Some of the most interesting classes I took during college were the artificial intelligence courses. These courses usually took concepts from psychology, sociology, political science, and evolutionary biology, and discussed them in the context of logic, mathematics, and algorithms. It's absolutely fascinating stuff.
The Wikipedia introductions in each of those articles are pretty easy to understand. But in quick, simplified, summary:
Condorcet's paradox explains how it's possible for an election to have no meaningful winner because any choice can be argued against due to a cyclical ordering of choices (think rock-paper-scissors).
The Gibbard–Satterthwaite theorem shows that (for 3 or more choices/candidates) if voters order the candidates by preference and you try to choose a single winner from those preferences, then either (1) someone is a dictator and controls the outcome, (2) some candidate can never win, or (3) voters have an incentive to lie about their preferences in order to influence the outcome (people can game the system).
Arrow's impossibility theorem is similar, but deals with systems that attempt to find a preference order over all candidates rather than a single winner. For a reasonable set of axioms that define a "fair" voting system, there can be no voting system which satisfies all of the fairness axioms simultaneously.

* _Task item_:
According to the voting-theory text, why can Condorcet's paradox leave an election with no meaningful winner? Answer in one to three sentences. The records have no connection to the voting-theory text.

* _Record extracts_:
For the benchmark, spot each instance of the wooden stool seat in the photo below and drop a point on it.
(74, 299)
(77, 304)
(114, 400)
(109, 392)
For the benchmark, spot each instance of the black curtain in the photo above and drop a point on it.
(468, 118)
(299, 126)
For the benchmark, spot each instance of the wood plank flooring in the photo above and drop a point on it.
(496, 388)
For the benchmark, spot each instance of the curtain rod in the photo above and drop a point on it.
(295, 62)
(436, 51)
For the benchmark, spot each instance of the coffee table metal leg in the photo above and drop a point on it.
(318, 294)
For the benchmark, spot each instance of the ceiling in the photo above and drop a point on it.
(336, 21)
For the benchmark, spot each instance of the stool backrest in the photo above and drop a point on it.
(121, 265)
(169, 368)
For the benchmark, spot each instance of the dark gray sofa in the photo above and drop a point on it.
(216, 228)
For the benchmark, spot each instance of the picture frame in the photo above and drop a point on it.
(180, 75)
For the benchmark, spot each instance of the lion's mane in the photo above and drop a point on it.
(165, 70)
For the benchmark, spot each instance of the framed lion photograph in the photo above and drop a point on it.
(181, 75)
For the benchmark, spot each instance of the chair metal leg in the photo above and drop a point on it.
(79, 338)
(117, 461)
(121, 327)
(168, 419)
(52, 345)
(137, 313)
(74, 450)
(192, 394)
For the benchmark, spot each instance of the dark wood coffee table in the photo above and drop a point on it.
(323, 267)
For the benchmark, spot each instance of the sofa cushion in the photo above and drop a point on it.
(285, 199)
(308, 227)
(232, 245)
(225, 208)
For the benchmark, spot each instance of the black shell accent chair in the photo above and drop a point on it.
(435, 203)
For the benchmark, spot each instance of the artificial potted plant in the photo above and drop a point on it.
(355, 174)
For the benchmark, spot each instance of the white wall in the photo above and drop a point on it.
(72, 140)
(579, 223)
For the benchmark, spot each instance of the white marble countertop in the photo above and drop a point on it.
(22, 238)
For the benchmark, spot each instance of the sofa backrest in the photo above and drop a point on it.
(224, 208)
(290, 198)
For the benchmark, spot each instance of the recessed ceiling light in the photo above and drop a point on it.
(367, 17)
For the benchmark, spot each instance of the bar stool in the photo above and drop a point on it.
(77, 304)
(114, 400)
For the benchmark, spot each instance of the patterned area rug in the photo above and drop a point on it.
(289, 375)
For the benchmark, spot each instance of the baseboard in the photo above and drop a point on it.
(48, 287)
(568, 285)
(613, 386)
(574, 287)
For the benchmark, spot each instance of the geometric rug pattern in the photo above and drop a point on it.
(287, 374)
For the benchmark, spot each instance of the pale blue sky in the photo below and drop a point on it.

==

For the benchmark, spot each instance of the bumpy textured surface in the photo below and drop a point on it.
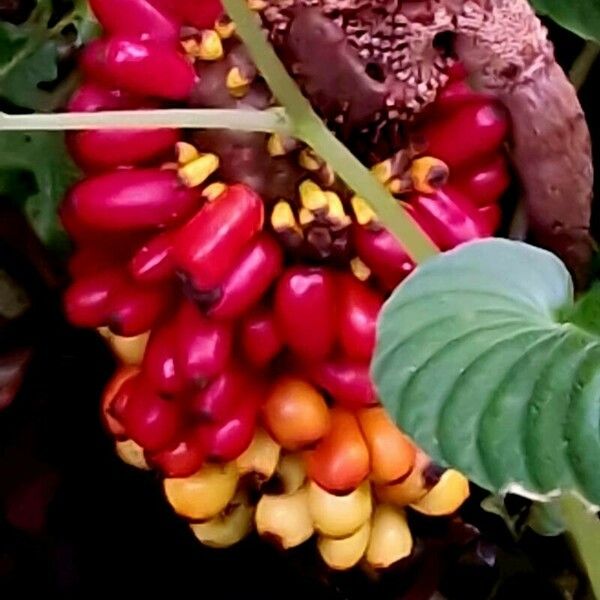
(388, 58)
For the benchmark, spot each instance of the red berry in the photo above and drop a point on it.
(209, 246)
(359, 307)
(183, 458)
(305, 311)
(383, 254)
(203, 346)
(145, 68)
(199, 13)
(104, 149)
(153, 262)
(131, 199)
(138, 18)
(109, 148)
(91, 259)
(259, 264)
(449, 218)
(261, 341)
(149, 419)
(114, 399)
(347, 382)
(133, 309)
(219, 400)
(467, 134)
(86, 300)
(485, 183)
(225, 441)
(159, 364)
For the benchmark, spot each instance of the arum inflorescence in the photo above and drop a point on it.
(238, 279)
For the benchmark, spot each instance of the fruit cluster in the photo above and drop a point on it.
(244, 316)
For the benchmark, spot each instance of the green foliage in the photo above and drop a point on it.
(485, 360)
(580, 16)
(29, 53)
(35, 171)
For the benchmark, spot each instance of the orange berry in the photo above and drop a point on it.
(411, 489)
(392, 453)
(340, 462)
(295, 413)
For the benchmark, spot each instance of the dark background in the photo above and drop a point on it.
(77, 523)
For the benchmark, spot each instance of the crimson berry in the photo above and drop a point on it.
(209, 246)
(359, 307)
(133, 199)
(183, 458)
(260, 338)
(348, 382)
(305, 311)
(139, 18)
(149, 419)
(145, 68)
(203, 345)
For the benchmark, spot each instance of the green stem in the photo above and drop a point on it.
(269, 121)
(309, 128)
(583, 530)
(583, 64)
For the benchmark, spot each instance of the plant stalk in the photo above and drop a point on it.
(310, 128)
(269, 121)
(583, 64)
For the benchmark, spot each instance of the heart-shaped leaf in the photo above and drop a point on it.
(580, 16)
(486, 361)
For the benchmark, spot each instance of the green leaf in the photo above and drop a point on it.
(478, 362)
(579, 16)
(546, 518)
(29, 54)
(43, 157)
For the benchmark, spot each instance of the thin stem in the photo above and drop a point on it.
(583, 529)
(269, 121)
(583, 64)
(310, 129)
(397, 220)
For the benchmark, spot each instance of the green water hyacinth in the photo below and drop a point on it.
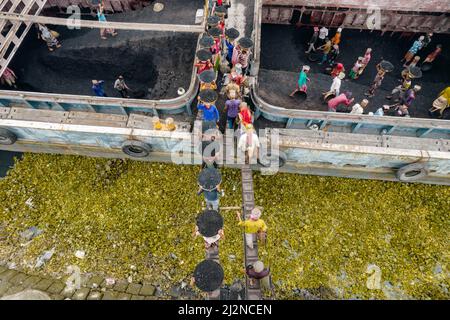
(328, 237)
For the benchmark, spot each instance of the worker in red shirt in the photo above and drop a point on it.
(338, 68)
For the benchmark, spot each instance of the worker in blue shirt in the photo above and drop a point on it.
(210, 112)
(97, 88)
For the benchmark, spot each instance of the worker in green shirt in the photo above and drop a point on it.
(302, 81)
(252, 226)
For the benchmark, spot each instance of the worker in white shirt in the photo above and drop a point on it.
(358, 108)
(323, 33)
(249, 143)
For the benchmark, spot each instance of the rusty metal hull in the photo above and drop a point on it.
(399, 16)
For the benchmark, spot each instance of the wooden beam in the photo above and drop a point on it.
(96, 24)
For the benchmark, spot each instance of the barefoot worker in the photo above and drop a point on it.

* _Answer section_:
The choices can fall into a cyclical ordering, so any choice can be argued against. No option ends up as a meaningful winner, much as in rock-paper-scissors.